Requirements
Return the lines of the material below verbatim, beginning with the line containing "stone block --all-instances" and ending with the line containing "32), (72, 30)]".

Records to process
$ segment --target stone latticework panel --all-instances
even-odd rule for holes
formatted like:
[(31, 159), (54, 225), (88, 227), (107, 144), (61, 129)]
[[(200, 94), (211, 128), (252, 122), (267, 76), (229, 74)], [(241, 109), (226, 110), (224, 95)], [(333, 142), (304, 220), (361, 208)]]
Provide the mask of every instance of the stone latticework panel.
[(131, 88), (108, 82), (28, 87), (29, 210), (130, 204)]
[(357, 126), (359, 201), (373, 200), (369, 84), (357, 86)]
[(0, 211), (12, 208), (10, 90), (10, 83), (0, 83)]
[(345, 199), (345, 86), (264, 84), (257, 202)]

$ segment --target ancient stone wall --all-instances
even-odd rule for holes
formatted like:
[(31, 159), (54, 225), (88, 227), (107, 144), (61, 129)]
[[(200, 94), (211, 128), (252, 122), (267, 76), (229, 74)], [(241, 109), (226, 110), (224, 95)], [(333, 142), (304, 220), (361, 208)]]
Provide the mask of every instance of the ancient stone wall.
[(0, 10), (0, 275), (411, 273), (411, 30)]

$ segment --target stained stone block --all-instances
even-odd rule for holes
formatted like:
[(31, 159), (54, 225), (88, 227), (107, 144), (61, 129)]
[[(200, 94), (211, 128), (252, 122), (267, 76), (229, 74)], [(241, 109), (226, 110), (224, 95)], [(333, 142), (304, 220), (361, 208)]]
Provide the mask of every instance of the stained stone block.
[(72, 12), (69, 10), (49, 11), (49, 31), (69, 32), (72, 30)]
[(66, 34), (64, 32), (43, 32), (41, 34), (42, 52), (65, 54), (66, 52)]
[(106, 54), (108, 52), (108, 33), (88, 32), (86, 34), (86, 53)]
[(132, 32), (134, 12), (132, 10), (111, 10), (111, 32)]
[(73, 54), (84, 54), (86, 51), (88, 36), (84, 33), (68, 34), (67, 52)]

Solution for this task
$ segment --target stained stone block --all-instances
even-odd rule for holes
formatted like:
[(31, 159), (54, 225), (88, 227), (107, 144), (61, 129)]
[[(200, 94), (211, 128), (252, 122), (267, 76), (229, 74)], [(241, 109), (226, 110), (224, 95)], [(333, 142), (304, 220), (361, 208)]]
Provide the mask of every instance of the stained stone block.
[(72, 12), (69, 10), (49, 11), (49, 31), (69, 32), (72, 30)]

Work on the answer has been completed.